# Start of Information given

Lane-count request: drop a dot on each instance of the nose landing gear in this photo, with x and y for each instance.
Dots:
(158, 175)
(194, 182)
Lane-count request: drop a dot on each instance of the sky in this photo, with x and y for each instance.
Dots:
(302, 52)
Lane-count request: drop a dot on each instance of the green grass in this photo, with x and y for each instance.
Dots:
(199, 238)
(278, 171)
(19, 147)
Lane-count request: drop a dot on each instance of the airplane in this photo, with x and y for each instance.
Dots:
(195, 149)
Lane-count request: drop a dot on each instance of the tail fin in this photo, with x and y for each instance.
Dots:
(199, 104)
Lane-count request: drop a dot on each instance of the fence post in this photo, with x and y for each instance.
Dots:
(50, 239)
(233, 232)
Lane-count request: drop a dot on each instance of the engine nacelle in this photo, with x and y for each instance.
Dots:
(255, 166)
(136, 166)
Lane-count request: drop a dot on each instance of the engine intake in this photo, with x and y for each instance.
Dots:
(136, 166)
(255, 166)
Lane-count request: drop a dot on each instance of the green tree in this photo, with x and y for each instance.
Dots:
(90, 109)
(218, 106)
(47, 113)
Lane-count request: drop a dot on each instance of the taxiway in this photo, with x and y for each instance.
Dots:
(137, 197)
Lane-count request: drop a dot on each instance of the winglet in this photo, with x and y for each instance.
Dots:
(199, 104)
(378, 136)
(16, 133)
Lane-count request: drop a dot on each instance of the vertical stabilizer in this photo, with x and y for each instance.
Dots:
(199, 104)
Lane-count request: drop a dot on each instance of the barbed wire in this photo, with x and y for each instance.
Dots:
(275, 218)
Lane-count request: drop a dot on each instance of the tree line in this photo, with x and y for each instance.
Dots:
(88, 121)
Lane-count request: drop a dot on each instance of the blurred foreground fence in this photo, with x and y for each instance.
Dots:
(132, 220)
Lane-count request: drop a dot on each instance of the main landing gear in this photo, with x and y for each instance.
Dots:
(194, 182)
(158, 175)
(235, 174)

# End of Information given

__What is required__
Format the material from the line containing "Lane-count request: drop a dot on each instance of the tree" through the end as a two-column CSV with the header columns request and dots, giving one row for each request. Put its text and its answer each in a single quoted field, with line breaks replaced by spaces.

__The reply__
request,dots
"Lane-count request: drop a dot on each instance of the tree line in this photo, with x and y for each instance. Dots:","(88, 121)"
"Lane-count request: drop a dot on each instance of the blurred foreground fence in this photo, with x and y for each instance. Dots:","(132, 220)"
"Lane-count request: drop a dot on each instance of the main landing gear in this photo, with x and y for each instance. Dots:","(194, 182) (158, 175) (235, 174)"